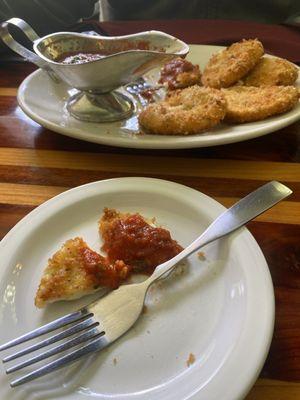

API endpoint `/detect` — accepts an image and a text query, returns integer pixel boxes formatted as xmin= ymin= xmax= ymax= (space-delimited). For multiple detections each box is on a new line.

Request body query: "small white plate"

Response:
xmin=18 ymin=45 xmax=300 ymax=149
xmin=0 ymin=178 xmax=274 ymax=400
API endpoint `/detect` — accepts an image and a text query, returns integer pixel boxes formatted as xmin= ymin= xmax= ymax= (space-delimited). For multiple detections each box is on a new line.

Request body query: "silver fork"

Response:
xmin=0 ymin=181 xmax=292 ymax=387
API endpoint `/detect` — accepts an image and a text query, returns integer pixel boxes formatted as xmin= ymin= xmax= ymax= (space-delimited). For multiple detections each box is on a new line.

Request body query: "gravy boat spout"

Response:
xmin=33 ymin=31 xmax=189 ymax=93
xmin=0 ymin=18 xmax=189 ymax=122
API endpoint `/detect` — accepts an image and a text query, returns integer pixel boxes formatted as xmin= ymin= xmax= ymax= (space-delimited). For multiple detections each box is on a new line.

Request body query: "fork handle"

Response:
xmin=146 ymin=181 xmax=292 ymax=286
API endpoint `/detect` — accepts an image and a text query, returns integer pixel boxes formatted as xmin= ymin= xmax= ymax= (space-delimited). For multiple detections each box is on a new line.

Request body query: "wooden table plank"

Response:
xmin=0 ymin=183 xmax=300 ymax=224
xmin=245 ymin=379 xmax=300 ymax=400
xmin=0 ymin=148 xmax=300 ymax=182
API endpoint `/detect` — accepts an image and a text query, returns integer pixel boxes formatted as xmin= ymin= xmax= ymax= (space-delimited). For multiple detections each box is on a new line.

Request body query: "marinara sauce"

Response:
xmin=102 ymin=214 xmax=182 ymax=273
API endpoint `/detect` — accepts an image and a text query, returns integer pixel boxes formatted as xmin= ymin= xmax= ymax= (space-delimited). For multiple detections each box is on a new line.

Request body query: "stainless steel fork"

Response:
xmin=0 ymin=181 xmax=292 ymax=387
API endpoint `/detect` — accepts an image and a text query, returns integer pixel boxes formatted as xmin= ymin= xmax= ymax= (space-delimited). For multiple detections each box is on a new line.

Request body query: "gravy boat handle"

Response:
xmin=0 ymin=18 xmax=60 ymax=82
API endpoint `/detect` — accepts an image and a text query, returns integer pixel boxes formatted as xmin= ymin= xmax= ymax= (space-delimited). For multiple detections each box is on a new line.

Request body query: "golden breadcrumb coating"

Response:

_ _ _ _ _

THE REQUEST: Identify every line in the records above that contains the word "fork", and copy each of those lines.

EXERCISE RESPONSE:
Request body query: "silver fork"
Request body query: "fork handle"
Request body query: "stainless steel fork"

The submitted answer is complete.